- Opening Delimiter -

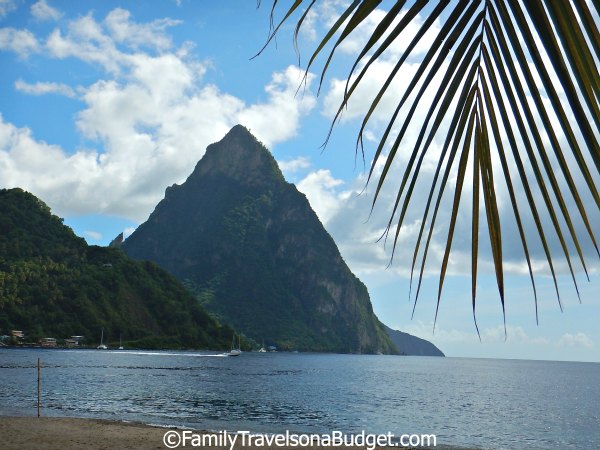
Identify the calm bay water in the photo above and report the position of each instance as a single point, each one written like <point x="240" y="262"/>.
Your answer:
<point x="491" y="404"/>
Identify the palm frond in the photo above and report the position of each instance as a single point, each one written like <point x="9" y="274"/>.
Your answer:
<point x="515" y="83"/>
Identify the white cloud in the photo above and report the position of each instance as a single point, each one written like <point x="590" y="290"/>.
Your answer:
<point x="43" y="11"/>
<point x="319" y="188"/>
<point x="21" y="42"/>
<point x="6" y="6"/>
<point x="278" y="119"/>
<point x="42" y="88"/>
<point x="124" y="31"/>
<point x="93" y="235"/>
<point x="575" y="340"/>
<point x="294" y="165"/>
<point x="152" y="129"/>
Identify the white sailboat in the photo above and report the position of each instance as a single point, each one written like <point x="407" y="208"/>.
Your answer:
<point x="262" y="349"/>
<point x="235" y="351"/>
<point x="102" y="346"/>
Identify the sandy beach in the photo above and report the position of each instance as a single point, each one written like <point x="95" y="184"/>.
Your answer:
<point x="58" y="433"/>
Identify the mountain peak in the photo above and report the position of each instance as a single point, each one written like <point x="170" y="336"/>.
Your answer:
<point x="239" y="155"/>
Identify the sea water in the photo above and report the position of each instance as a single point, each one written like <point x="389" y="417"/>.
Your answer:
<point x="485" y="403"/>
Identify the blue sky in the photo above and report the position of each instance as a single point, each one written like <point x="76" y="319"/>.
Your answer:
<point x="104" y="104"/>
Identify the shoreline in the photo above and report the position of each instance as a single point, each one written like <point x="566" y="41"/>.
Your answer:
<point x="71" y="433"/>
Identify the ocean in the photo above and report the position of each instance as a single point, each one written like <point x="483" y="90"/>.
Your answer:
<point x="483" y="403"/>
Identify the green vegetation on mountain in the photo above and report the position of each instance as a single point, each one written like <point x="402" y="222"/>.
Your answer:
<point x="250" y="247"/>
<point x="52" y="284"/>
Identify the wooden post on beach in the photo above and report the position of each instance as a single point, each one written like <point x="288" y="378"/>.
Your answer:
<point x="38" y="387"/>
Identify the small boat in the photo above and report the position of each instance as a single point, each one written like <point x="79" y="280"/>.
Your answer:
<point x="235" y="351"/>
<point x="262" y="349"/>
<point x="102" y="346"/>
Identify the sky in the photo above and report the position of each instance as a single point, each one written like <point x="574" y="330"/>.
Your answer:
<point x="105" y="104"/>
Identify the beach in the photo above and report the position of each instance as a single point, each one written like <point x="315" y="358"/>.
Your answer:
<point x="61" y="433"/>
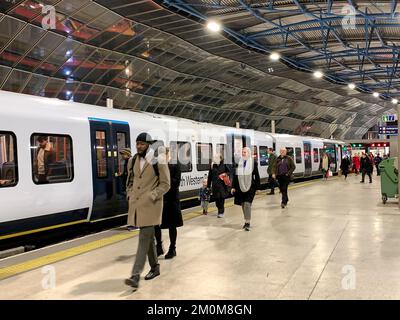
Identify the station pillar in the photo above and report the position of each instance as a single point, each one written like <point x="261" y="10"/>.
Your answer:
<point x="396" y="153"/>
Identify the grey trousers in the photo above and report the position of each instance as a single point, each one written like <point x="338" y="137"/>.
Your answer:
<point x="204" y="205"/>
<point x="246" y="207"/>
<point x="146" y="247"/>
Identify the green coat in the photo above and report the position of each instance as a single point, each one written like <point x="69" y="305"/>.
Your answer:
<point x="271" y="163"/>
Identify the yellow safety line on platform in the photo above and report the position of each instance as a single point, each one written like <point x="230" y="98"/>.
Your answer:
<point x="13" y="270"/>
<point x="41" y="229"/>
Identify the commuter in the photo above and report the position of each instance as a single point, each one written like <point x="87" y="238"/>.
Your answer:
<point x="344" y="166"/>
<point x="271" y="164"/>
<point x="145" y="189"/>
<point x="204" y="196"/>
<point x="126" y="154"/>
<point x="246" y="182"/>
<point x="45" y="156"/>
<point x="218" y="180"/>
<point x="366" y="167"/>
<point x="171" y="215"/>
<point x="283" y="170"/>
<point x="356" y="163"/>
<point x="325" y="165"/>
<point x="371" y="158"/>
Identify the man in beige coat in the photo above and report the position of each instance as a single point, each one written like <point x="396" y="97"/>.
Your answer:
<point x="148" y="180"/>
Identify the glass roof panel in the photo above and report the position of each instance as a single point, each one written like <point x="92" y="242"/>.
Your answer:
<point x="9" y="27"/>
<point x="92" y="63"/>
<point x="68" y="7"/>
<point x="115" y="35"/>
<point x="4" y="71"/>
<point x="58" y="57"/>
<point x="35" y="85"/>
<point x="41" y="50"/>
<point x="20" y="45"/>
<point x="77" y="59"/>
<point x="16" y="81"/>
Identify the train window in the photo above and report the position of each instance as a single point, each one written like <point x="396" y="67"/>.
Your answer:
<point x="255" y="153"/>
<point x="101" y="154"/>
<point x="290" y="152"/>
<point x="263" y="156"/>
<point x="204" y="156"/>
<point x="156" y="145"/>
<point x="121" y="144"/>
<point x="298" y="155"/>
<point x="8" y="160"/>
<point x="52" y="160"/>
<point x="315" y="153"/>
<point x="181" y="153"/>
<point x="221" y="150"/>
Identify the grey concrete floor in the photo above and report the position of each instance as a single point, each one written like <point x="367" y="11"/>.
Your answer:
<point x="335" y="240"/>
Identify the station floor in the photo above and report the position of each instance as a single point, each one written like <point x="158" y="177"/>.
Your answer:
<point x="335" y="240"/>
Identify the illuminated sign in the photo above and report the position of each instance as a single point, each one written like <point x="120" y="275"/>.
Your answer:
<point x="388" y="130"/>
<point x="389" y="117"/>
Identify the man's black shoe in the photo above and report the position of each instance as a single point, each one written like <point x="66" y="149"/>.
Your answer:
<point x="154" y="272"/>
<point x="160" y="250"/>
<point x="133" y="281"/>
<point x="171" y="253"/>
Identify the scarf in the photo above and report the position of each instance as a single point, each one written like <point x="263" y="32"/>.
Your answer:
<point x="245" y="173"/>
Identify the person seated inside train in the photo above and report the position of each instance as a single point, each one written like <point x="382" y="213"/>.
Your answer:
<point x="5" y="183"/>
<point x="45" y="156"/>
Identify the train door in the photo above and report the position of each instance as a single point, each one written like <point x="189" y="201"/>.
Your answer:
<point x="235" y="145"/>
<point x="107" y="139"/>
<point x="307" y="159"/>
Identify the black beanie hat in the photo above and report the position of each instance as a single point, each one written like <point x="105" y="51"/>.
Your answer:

- Closing Delimiter -

**Task prompt:** The reply should repeat the data in full, exactly as given, and contain no pictures.

**Response to this exercise:**
Identify the calm bay water in the photo above and report the position of each instance as a single point, each one written like <point x="240" y="262"/>.
Your answer:
<point x="491" y="404"/>
Identify the palm frond in the photo above and report the position of each instance as a single point, each one written like <point x="9" y="274"/>.
Your answer:
<point x="515" y="83"/>
Identify the white cloud in the photo above and report the position of each instance as a single point, each one written like <point x="590" y="290"/>.
Your answer:
<point x="43" y="11"/>
<point x="319" y="188"/>
<point x="21" y="42"/>
<point x="6" y="6"/>
<point x="278" y="119"/>
<point x="42" y="88"/>
<point x="124" y="31"/>
<point x="93" y="235"/>
<point x="575" y="340"/>
<point x="294" y="165"/>
<point x="152" y="129"/>
Identify the white sailboat in the photo above and report the position of each instance as a single point, each one written like <point x="407" y="208"/>.
Your answer:
<point x="262" y="349"/>
<point x="235" y="351"/>
<point x="102" y="346"/>
Identify the sandy beach in the photo above and report the position of each instance as a single point, each one written like <point x="95" y="184"/>.
Your answer:
<point x="58" y="433"/>
Identify the mountain peak in the photo above and report the position of each instance as a single point, each one written like <point x="170" y="336"/>.
Your answer:
<point x="239" y="155"/>
Identify the sea water in the photo above and report the position of each instance as a single point, each one written like <point x="389" y="417"/>.
Your answer:
<point x="485" y="403"/>
Identify the blue sky in the photo above and report the position of each instance as a single point, each one written like <point x="76" y="319"/>.
Your answer:
<point x="104" y="104"/>
Identify the shoreline in the photo above and report the position of each instance as a single point, each one written like <point x="566" y="41"/>.
Your answer:
<point x="71" y="433"/>
Identify the ocean in the photo above and report the position of each instance as a single point, each one written like <point x="483" y="90"/>.
Your answer:
<point x="483" y="403"/>
Identify the green vegetation on mountain in the photo above and report the position of each instance as a single point, each one written like <point x="402" y="222"/>.
Your answer:
<point x="250" y="247"/>
<point x="52" y="284"/>
Identify the wooden post on beach in the photo above and report the position of each instance as a single point, each one written like <point x="288" y="378"/>.
Your answer:
<point x="38" y="387"/>
Identify the small boat in the photo above and report the position of each instance as a single point, each one written like <point x="79" y="280"/>.
Your answer:
<point x="235" y="351"/>
<point x="262" y="349"/>
<point x="102" y="346"/>
Identify the sky in the photo above and report the position of each instance as a single point, each one written like <point x="574" y="330"/>.
Your answer:
<point x="105" y="104"/>
Identify the beach in the photo above and report the position of each instance as a single point, each one written like <point x="315" y="358"/>.
Your answer:
<point x="61" y="433"/>
Identify the station pillar in the photo above and report the position of each instance as a single point, each one written like <point x="261" y="10"/>.
Your answer:
<point x="396" y="153"/>
Identify the grey trousers in the photo above and report the position of each instance as a single point, each one written like <point x="338" y="137"/>.
Your answer:
<point x="204" y="205"/>
<point x="246" y="207"/>
<point x="146" y="247"/>
Identify the green coat in the photo above and report the position of each instance as a single point, each one written like <point x="69" y="305"/>.
Your answer:
<point x="271" y="163"/>
Identify the yellow safety line on platform in the photo above and report the position of each instance as a single point, each one written like <point x="230" y="98"/>.
Your answer:
<point x="13" y="270"/>
<point x="41" y="229"/>
Identify the commuter in the photo above and report the position of each instance as a single point, each one written like <point x="87" y="238"/>.
Your answer:
<point x="344" y="166"/>
<point x="271" y="164"/>
<point x="145" y="189"/>
<point x="204" y="196"/>
<point x="126" y="154"/>
<point x="246" y="182"/>
<point x="45" y="156"/>
<point x="218" y="180"/>
<point x="366" y="167"/>
<point x="171" y="215"/>
<point x="283" y="170"/>
<point x="356" y="163"/>
<point x="325" y="165"/>
<point x="371" y="158"/>
Identify the man in beige coat in the photo above and report the position of each instance as a single point, each one written like <point x="396" y="97"/>.
Your answer:
<point x="148" y="180"/>
Identify the glass roof panel in the photo above and report the position of each instance as a single point, each one written like <point x="92" y="242"/>.
Your answer:
<point x="9" y="27"/>
<point x="92" y="63"/>
<point x="68" y="7"/>
<point x="115" y="35"/>
<point x="4" y="71"/>
<point x="58" y="57"/>
<point x="35" y="85"/>
<point x="41" y="50"/>
<point x="20" y="45"/>
<point x="77" y="59"/>
<point x="16" y="81"/>
Identify the train window in the photo above and report the position of each instance as a single point, each one written like <point x="396" y="67"/>.
Your answer:
<point x="255" y="153"/>
<point x="101" y="154"/>
<point x="290" y="152"/>
<point x="263" y="156"/>
<point x="204" y="156"/>
<point x="156" y="145"/>
<point x="121" y="144"/>
<point x="298" y="155"/>
<point x="8" y="160"/>
<point x="52" y="160"/>
<point x="315" y="153"/>
<point x="181" y="153"/>
<point x="221" y="150"/>
Identify the grey concrete floor in the photo above and report the position of each instance as a single point, each one written like <point x="367" y="11"/>.
Your answer:
<point x="335" y="240"/>
Identify the station floor in the photo above and report the position of each instance as a single point, each one written like <point x="158" y="177"/>.
Your answer:
<point x="335" y="240"/>
Identify the illuminated sign in the photo above and report the position of each instance as a single point, each one written like <point x="120" y="275"/>.
Your answer:
<point x="388" y="130"/>
<point x="389" y="117"/>
Identify the man's black shoe in the photo above and report the position of each instance as a single point, each one written like <point x="66" y="149"/>.
Your answer:
<point x="154" y="272"/>
<point x="160" y="250"/>
<point x="133" y="281"/>
<point x="171" y="253"/>
Identify the scarf in the photo above and report the position of each instance as a single point, each one written like <point x="263" y="32"/>.
Your answer:
<point x="245" y="173"/>
Identify the person seated inside train in the photo above and report the position of each instance as a single point, each one written like <point x="382" y="213"/>.
Your answer:
<point x="5" y="183"/>
<point x="45" y="156"/>
Identify the train door in the photo above and report the position of each instance as a single point, each one written like <point x="189" y="201"/>.
Your answer:
<point x="235" y="145"/>
<point x="107" y="139"/>
<point x="307" y="159"/>
Identify the black beanie hat in the photo above and report the position of each instance as a single point, each one written like <point x="105" y="51"/>.
Your answer:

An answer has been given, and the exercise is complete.